SOURCE MATERIAL:
** BEGIN **
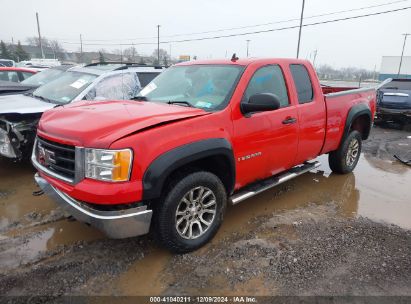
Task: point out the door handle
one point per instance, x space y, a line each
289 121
** END **
** BEGIN **
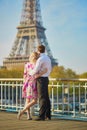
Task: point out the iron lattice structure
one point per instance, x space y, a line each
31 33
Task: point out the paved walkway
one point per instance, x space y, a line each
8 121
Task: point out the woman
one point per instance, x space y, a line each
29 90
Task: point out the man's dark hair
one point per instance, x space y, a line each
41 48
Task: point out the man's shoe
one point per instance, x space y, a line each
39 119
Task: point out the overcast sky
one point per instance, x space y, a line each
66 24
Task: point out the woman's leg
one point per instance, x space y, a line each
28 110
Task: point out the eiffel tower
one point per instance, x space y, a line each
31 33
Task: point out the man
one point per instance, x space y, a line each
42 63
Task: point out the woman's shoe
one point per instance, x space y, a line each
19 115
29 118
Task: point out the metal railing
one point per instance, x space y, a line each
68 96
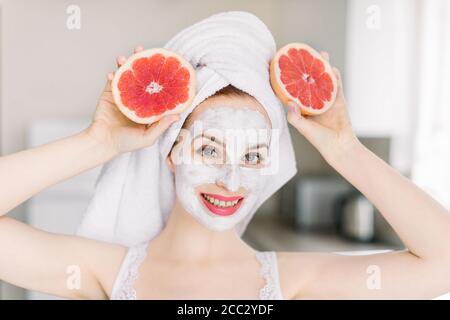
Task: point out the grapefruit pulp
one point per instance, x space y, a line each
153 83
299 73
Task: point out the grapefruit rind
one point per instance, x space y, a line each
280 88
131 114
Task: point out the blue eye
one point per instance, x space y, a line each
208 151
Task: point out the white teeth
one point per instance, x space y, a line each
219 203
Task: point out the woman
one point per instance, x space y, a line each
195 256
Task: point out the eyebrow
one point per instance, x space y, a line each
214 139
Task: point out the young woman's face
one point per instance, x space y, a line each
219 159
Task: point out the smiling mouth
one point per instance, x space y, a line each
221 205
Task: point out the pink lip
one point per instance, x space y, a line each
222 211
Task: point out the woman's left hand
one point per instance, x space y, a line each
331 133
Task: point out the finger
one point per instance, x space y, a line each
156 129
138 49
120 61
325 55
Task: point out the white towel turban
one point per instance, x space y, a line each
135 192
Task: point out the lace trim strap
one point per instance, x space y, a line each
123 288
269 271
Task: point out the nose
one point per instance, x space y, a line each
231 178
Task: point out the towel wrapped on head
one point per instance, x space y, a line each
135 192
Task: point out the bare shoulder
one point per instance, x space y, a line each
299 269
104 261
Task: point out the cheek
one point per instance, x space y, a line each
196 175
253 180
** END **
GIVEN TASK:
Please tally the lines of the material above that contain the string "towel" and give only the number.

ANSWER TO THIS EXERCISE:
2